-- RECORDED DATA --

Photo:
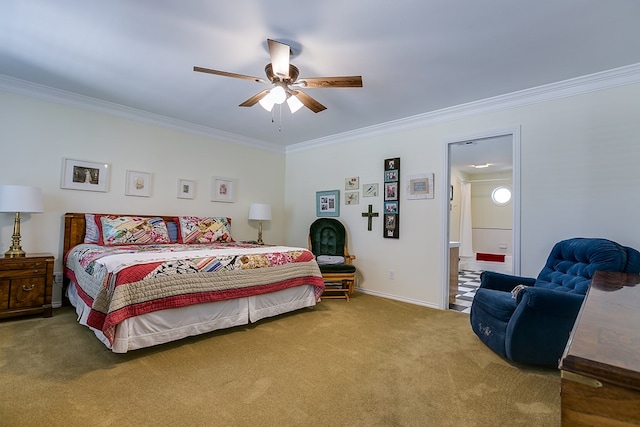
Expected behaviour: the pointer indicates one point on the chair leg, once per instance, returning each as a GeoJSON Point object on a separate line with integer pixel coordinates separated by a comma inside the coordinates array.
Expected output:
{"type": "Point", "coordinates": [349, 285]}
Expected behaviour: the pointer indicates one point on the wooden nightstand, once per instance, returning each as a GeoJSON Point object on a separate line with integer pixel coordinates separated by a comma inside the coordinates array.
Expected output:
{"type": "Point", "coordinates": [25, 285]}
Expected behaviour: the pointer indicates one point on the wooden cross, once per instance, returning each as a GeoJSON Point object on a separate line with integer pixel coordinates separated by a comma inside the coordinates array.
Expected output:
{"type": "Point", "coordinates": [370, 215]}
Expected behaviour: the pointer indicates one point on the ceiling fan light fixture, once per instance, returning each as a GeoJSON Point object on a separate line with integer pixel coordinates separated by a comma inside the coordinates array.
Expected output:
{"type": "Point", "coordinates": [278, 94]}
{"type": "Point", "coordinates": [294, 103]}
{"type": "Point", "coordinates": [267, 102]}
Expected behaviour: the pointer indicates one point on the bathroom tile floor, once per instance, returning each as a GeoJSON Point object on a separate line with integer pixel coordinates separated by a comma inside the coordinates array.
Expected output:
{"type": "Point", "coordinates": [468, 282]}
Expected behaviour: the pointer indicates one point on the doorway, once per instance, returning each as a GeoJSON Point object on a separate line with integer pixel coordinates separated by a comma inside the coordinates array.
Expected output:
{"type": "Point", "coordinates": [495, 156]}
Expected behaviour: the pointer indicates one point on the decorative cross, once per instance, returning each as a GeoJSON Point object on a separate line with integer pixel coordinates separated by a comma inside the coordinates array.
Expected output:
{"type": "Point", "coordinates": [370, 215]}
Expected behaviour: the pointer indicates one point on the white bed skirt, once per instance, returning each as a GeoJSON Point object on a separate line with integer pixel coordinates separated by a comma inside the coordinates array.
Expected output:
{"type": "Point", "coordinates": [173, 324]}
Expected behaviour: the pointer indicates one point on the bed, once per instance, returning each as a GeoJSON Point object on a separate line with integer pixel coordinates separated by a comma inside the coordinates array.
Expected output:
{"type": "Point", "coordinates": [139, 281]}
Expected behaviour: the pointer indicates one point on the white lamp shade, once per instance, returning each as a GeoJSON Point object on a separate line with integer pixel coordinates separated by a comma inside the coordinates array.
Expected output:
{"type": "Point", "coordinates": [258, 211]}
{"type": "Point", "coordinates": [20, 198]}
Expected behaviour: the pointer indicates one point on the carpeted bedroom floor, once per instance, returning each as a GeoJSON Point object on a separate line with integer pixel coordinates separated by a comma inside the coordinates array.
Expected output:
{"type": "Point", "coordinates": [367, 362]}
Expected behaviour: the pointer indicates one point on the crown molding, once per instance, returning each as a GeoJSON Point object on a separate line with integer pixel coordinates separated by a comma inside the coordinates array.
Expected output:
{"type": "Point", "coordinates": [46, 93]}
{"type": "Point", "coordinates": [576, 86]}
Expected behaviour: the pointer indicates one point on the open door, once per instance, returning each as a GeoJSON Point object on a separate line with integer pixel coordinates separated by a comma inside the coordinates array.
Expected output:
{"type": "Point", "coordinates": [495, 155]}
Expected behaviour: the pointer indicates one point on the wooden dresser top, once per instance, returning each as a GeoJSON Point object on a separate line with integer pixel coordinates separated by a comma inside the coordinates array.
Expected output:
{"type": "Point", "coordinates": [605, 341]}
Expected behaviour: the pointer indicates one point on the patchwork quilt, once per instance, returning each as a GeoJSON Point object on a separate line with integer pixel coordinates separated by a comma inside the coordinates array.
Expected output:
{"type": "Point", "coordinates": [118, 282]}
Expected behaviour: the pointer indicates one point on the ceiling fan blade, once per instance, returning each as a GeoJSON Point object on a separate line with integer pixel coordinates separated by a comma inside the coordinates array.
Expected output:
{"type": "Point", "coordinates": [347, 81]}
{"type": "Point", "coordinates": [254, 99]}
{"type": "Point", "coordinates": [279, 58]}
{"type": "Point", "coordinates": [308, 101]}
{"type": "Point", "coordinates": [226, 74]}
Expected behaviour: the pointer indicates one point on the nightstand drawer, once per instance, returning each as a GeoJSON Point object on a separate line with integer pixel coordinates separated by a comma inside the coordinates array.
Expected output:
{"type": "Point", "coordinates": [20, 264]}
{"type": "Point", "coordinates": [30, 271]}
{"type": "Point", "coordinates": [27, 292]}
{"type": "Point", "coordinates": [26, 285]}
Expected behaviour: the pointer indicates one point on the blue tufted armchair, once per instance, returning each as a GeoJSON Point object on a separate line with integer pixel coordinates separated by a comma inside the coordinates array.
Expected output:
{"type": "Point", "coordinates": [531, 323]}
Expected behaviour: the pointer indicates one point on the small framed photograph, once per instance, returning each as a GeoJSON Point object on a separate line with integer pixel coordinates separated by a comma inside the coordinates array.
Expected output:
{"type": "Point", "coordinates": [420, 187]}
{"type": "Point", "coordinates": [391, 191]}
{"type": "Point", "coordinates": [82, 175]}
{"type": "Point", "coordinates": [370, 190]}
{"type": "Point", "coordinates": [328, 203]}
{"type": "Point", "coordinates": [352, 183]}
{"type": "Point", "coordinates": [138, 184]}
{"type": "Point", "coordinates": [223, 189]}
{"type": "Point", "coordinates": [351, 198]}
{"type": "Point", "coordinates": [390, 207]}
{"type": "Point", "coordinates": [186, 189]}
{"type": "Point", "coordinates": [391, 176]}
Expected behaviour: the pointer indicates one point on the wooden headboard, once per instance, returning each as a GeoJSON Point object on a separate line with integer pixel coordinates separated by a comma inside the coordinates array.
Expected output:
{"type": "Point", "coordinates": [74, 227]}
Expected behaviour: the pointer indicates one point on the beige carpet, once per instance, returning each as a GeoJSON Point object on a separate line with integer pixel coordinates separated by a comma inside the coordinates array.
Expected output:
{"type": "Point", "coordinates": [367, 362]}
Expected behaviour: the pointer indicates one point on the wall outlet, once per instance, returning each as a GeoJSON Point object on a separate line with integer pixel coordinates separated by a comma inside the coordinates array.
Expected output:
{"type": "Point", "coordinates": [57, 278]}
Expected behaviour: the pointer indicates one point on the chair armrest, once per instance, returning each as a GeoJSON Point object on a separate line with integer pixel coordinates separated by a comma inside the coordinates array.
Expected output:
{"type": "Point", "coordinates": [548, 301]}
{"type": "Point", "coordinates": [503, 282]}
{"type": "Point", "coordinates": [539, 328]}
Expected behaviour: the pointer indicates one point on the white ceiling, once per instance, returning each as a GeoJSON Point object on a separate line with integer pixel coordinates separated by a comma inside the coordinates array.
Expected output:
{"type": "Point", "coordinates": [414, 56]}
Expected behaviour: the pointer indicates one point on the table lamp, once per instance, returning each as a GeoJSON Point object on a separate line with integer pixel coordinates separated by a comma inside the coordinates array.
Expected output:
{"type": "Point", "coordinates": [260, 212]}
{"type": "Point", "coordinates": [19, 198]}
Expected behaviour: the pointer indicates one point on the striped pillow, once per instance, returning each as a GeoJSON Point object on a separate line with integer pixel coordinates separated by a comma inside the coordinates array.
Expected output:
{"type": "Point", "coordinates": [132, 230]}
{"type": "Point", "coordinates": [194, 229]}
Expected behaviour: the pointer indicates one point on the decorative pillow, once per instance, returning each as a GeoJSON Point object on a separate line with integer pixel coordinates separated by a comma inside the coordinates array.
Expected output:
{"type": "Point", "coordinates": [132, 230]}
{"type": "Point", "coordinates": [330, 259]}
{"type": "Point", "coordinates": [195, 229]}
{"type": "Point", "coordinates": [172, 228]}
{"type": "Point", "coordinates": [91, 231]}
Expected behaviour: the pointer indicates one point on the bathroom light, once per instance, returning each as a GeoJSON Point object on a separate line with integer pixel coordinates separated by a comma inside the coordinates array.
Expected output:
{"type": "Point", "coordinates": [501, 195]}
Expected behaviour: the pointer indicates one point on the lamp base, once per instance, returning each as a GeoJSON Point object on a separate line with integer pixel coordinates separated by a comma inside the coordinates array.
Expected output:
{"type": "Point", "coordinates": [260, 242]}
{"type": "Point", "coordinates": [15, 251]}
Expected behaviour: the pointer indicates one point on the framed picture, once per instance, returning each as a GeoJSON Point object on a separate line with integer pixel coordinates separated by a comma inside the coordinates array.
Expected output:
{"type": "Point", "coordinates": [351, 198]}
{"type": "Point", "coordinates": [328, 203]}
{"type": "Point", "coordinates": [391, 198]}
{"type": "Point", "coordinates": [223, 189]}
{"type": "Point", "coordinates": [81, 175]}
{"type": "Point", "coordinates": [420, 187]}
{"type": "Point", "coordinates": [391, 191]}
{"type": "Point", "coordinates": [390, 207]}
{"type": "Point", "coordinates": [391, 176]}
{"type": "Point", "coordinates": [352, 183]}
{"type": "Point", "coordinates": [138, 184]}
{"type": "Point", "coordinates": [370, 190]}
{"type": "Point", "coordinates": [186, 189]}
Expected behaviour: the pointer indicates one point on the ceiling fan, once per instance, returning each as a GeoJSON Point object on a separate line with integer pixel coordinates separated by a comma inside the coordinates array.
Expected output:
{"type": "Point", "coordinates": [283, 77]}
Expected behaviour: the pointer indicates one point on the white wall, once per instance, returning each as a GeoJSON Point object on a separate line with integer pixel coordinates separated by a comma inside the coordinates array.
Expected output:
{"type": "Point", "coordinates": [35, 135]}
{"type": "Point", "coordinates": [579, 158]}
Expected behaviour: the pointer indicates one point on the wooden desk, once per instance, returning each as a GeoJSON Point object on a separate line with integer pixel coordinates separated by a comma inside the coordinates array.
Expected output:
{"type": "Point", "coordinates": [601, 363]}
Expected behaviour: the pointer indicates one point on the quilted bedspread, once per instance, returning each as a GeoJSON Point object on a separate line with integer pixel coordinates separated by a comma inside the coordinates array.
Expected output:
{"type": "Point", "coordinates": [119, 282]}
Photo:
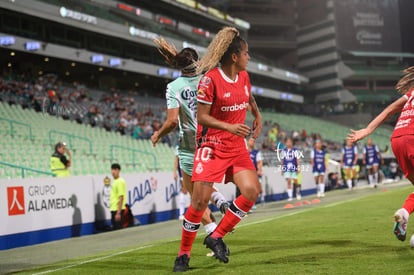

-- GIVEN REQUEST --
Update the lines from the one containing "ceiling fan, once" through the final line, changing "the pointer indicates" to "the pointer marks" and keeping everything else the same. Give only these lines, and leave the pictures out.

-- RESPONSE TO THE EXERCISE --
Expected behaviour: the pointer marks one point on the ceiling fan, once per instance, returning each as a GeoJSON Point object on a separate line with integer pixel coordinates separated by a comma inside the coordinates array.
Expected output:
{"type": "Point", "coordinates": [283, 77]}
Expected behaviour: the pointer marks one point on the white wall, once per instance, returning each as a GeoJSON Point object on a separate line with integer pixel coordinates separated by a comma inside the coordinates array.
Expected output:
{"type": "Point", "coordinates": [35, 135]}
{"type": "Point", "coordinates": [579, 158]}
Expected behaviour: the pointer marks one point on the wooden desk, once per instance, returning each as a GeoJSON Point object on a separate line with integer pixel coordinates separated by a comma inside the coordinates array.
Expected output:
{"type": "Point", "coordinates": [601, 363]}
Expected behaviour: the pointer marks one point on the quilted bedspread, once per instance, returning each as a GeoJSON Point object on a separate line with integer pixel coordinates separated by a comma inside the coordinates array.
Expected output:
{"type": "Point", "coordinates": [119, 282]}
Photo:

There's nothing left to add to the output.